[Point-per-instance localization data]
------------------------------------------------------------
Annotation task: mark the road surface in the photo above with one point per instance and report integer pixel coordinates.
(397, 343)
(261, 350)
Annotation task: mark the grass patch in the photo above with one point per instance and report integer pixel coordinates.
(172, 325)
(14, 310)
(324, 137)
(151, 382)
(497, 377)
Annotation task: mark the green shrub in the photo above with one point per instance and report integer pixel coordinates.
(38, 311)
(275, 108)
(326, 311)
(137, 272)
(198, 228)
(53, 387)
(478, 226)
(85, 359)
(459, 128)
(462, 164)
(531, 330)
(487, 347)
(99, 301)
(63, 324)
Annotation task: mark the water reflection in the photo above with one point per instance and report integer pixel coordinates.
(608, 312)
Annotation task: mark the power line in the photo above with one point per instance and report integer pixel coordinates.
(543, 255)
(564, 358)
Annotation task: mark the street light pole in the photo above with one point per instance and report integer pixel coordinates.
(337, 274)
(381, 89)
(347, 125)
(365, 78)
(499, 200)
------------------------------------------------------------
- **Assigned task**
Would you repeat all of the data above, word for word?

- **Solution to the exercise**
Annotation task: mark the road surface in the photo above with one point per instance and report integer pixel coordinates.
(397, 343)
(261, 350)
Annotation task: mark the grass patch in the photo above with one point per instance and report integer pixel coordinates.
(172, 325)
(14, 310)
(324, 137)
(151, 382)
(497, 377)
Annotation task: mark the green shrub in the photo above with one point per instance and report integer pixel coordinates.
(38, 311)
(275, 108)
(326, 311)
(137, 272)
(198, 228)
(53, 387)
(478, 226)
(85, 359)
(459, 128)
(462, 164)
(531, 330)
(487, 347)
(99, 301)
(63, 324)
Annotation task: mark the water reflection in the photo above with one point per instance and report integer pixel coordinates.
(608, 312)
Annotation task: mark the power line in the photo above with one point per instance and report integer pixel coordinates.
(543, 255)
(564, 358)
Annotation task: mark the street light pole in the photo above with one point per instance and report integer pixel coordinates.
(337, 274)
(381, 89)
(347, 125)
(365, 78)
(499, 200)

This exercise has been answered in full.